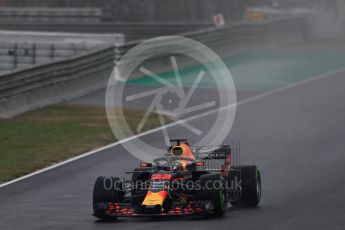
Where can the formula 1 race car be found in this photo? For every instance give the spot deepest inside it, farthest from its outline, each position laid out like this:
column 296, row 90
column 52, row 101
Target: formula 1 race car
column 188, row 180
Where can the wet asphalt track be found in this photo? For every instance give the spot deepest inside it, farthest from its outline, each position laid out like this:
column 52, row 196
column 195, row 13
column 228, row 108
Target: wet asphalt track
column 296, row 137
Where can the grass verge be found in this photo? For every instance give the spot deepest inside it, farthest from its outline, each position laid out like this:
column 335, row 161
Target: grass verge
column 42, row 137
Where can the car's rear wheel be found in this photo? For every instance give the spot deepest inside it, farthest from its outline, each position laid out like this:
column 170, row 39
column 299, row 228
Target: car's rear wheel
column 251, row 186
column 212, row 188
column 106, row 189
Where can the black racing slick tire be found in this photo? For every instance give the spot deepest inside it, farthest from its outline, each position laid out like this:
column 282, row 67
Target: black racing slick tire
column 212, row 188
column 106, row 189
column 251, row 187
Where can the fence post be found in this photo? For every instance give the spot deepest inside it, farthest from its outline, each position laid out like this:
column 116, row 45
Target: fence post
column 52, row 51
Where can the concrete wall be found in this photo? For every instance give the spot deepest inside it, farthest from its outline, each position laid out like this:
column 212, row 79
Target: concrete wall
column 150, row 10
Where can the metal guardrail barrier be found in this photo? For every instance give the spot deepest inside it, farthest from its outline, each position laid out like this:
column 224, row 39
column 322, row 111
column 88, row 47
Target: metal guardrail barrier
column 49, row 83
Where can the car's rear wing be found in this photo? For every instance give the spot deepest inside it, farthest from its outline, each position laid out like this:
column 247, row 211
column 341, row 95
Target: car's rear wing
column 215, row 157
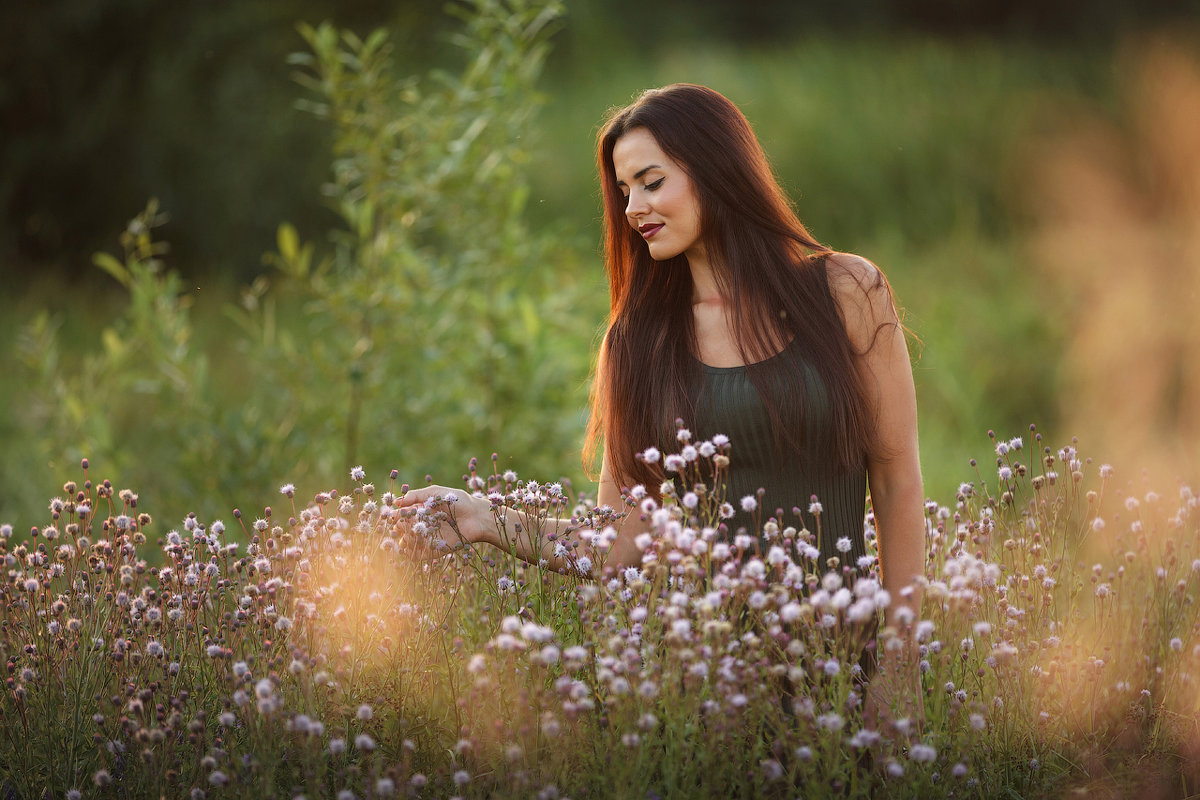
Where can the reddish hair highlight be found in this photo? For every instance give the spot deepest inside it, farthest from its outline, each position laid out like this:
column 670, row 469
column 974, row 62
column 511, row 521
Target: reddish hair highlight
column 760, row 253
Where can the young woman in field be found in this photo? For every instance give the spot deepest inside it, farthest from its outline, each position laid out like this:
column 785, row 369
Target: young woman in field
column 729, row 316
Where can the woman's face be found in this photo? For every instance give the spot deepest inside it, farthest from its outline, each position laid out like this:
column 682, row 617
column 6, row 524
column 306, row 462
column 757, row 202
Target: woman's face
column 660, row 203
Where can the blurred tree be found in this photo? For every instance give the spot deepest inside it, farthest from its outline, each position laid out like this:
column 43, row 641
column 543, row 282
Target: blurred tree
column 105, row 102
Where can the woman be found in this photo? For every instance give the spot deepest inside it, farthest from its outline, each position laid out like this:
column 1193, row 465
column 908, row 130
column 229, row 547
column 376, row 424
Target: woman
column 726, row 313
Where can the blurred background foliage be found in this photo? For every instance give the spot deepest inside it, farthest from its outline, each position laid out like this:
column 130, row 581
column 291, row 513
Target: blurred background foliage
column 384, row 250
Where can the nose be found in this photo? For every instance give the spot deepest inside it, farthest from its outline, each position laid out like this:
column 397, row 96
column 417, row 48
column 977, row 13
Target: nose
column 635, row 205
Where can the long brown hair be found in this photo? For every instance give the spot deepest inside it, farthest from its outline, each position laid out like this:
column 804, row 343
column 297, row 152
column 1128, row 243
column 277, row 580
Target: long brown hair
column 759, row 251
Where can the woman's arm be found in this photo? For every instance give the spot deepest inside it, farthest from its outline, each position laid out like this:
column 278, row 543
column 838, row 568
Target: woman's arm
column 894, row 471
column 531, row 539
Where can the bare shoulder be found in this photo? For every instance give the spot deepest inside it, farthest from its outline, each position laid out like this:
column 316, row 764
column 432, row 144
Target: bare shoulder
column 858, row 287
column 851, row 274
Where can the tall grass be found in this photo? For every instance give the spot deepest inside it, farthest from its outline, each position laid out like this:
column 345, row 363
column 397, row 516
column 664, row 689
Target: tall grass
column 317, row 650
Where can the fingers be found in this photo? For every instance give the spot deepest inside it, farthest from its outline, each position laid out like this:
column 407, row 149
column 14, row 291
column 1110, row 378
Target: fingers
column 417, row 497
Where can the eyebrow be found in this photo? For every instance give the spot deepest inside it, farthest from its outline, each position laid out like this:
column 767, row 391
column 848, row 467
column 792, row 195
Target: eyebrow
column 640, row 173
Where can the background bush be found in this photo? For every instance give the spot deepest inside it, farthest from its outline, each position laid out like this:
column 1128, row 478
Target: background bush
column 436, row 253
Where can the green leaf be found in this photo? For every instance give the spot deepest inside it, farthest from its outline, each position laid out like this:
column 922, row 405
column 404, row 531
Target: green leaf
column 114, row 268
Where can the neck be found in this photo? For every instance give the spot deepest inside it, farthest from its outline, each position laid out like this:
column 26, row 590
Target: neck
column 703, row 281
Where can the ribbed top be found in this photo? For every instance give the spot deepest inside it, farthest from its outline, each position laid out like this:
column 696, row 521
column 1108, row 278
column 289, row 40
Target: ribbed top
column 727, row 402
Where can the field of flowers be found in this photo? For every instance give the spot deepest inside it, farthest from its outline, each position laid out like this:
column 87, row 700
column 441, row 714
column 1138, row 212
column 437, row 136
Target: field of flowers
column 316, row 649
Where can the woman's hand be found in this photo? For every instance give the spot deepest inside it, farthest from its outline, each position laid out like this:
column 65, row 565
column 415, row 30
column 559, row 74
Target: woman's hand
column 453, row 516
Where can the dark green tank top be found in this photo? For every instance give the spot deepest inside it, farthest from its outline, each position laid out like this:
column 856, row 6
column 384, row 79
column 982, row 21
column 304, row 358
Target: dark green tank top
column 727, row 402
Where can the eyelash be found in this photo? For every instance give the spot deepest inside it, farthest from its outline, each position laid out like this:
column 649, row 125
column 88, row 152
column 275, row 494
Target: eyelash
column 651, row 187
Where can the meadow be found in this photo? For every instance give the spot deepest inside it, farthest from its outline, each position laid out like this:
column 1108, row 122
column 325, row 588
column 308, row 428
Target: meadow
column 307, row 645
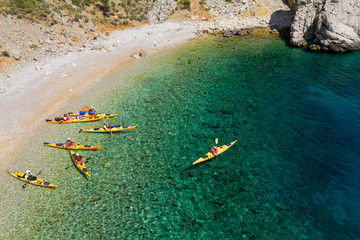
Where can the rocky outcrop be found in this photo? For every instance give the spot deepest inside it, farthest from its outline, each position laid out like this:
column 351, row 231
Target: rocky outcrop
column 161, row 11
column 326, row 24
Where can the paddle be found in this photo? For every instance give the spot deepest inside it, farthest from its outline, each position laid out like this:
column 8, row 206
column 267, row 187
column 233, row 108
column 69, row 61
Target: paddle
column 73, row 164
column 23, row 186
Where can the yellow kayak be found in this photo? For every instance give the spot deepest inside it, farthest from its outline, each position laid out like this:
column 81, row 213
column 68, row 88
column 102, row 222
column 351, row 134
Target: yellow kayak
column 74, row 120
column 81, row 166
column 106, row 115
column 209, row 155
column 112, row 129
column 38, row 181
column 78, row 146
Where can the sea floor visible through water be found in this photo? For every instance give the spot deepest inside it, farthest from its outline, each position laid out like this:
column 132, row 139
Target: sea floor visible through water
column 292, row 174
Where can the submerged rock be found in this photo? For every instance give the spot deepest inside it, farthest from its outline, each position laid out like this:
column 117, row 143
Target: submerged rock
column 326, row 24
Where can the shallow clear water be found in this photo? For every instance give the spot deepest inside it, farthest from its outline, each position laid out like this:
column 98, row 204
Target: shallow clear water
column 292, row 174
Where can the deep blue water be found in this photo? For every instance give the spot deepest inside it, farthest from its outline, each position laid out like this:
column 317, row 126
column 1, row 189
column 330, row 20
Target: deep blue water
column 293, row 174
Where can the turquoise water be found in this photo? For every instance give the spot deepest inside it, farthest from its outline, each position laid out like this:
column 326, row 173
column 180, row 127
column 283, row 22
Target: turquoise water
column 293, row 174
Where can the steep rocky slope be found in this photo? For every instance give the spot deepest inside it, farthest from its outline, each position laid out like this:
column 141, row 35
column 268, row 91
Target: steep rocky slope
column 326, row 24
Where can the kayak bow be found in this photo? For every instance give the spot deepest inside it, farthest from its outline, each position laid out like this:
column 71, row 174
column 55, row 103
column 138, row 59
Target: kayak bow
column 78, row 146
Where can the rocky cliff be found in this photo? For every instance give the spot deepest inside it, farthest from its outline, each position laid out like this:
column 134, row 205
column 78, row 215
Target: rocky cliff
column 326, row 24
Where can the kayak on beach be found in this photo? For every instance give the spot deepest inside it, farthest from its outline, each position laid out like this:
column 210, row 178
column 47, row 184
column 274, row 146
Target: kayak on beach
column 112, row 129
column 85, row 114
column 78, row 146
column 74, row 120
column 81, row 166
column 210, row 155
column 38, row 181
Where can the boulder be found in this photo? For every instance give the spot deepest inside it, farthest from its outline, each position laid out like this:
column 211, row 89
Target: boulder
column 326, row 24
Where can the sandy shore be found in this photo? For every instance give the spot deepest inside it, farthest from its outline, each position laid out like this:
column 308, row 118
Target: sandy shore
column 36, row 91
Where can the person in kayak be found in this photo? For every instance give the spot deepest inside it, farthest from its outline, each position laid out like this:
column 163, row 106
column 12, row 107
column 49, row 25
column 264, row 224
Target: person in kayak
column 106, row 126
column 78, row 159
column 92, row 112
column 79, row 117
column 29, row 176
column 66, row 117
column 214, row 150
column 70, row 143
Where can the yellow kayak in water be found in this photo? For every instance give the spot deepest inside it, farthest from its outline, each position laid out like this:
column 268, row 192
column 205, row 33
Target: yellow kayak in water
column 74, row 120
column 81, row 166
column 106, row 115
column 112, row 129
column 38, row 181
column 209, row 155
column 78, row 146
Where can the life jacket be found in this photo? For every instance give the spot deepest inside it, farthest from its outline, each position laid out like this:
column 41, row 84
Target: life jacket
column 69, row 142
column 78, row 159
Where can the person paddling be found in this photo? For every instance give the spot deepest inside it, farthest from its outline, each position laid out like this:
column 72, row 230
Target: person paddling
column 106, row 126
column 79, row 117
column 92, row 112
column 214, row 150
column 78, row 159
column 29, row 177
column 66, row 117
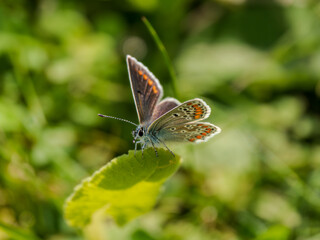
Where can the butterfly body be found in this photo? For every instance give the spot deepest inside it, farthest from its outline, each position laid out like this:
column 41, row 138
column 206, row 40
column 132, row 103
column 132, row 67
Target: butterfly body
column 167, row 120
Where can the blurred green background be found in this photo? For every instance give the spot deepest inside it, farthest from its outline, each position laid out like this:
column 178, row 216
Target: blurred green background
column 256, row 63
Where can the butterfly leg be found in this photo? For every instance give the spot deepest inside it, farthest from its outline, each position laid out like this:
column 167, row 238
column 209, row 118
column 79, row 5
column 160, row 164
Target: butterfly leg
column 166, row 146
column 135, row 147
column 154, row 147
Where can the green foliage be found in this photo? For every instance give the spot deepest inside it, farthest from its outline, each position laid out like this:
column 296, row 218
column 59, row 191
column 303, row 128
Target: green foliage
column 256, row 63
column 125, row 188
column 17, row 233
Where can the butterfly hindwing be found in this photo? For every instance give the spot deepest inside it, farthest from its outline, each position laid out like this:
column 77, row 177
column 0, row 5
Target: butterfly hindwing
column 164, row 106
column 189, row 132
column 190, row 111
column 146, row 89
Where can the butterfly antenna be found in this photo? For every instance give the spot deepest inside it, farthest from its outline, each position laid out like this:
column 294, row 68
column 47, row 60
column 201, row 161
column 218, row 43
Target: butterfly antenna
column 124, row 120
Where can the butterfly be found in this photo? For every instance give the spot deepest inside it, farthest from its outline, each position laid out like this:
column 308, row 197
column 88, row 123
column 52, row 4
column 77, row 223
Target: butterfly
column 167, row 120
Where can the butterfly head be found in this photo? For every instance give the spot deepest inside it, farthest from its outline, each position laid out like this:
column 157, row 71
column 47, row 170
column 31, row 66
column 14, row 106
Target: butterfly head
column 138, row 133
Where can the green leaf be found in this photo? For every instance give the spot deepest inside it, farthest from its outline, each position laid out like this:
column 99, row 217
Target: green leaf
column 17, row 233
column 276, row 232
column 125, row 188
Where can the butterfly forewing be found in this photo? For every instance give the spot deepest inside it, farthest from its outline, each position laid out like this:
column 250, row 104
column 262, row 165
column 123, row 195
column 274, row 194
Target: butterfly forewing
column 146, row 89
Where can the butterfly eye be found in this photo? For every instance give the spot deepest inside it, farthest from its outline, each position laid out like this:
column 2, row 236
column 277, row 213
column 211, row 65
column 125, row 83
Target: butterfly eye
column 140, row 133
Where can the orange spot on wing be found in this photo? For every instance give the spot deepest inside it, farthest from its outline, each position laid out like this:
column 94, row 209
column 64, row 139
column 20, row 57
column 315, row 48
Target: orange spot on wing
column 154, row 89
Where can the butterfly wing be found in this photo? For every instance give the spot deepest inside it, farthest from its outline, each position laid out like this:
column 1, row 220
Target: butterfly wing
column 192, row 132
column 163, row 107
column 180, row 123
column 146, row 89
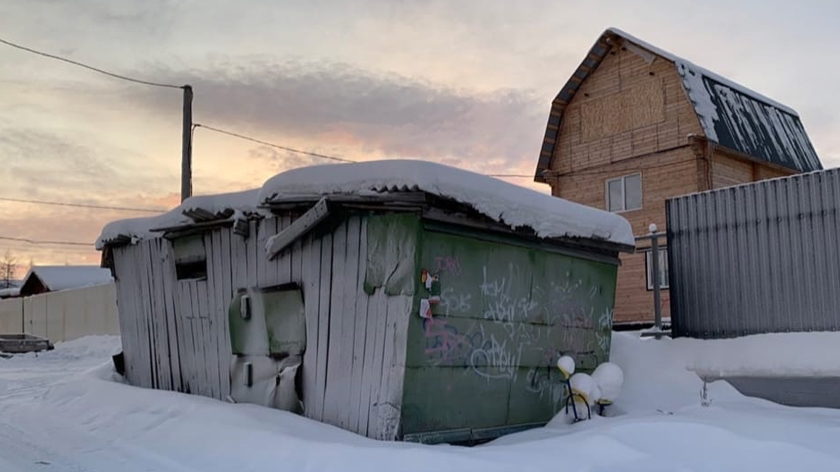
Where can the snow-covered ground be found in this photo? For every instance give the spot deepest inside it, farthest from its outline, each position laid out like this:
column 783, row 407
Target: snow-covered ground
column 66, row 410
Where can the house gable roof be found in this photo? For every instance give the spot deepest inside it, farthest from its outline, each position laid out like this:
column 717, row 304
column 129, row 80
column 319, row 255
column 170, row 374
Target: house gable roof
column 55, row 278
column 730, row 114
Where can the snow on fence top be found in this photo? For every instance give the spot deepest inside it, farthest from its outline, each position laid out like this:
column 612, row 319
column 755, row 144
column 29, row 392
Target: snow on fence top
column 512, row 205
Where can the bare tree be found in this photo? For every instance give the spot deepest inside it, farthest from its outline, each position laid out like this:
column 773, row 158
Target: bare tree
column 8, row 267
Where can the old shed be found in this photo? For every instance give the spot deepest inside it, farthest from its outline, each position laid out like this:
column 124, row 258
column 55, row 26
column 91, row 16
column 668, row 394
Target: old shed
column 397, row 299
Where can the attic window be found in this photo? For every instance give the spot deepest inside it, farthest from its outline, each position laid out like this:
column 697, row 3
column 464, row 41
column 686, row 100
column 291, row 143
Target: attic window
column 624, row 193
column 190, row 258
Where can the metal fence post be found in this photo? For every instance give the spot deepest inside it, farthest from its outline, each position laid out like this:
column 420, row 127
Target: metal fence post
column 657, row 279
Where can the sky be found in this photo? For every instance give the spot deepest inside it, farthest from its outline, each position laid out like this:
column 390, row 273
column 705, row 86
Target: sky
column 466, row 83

※

*Short task*: Retype the entries verbatim, from the start through the line containing "column 42, row 137", inclusive, and omit the pictures.

*Task response*:
Where can the formula 1 race car be found in this photo? For every instance give the spot deepest inside it, farthest from its outline, each position laid out like this:
column 296, row 90
column 52, row 101
Target: formula 1 race car
column 188, row 180
Where can the wet asphalt track be found in this photo? For every instance give the spot deepest inside it, farthest from its outline, each position laid out like this:
column 52, row 196
column 195, row 13
column 228, row 108
Target: wet asphalt track
column 296, row 137
Where can the grass verge be found in this photo? For every instance give the spot deepest inside it, farthest from its outline, each position laid out like this:
column 335, row 161
Target: grass verge
column 42, row 137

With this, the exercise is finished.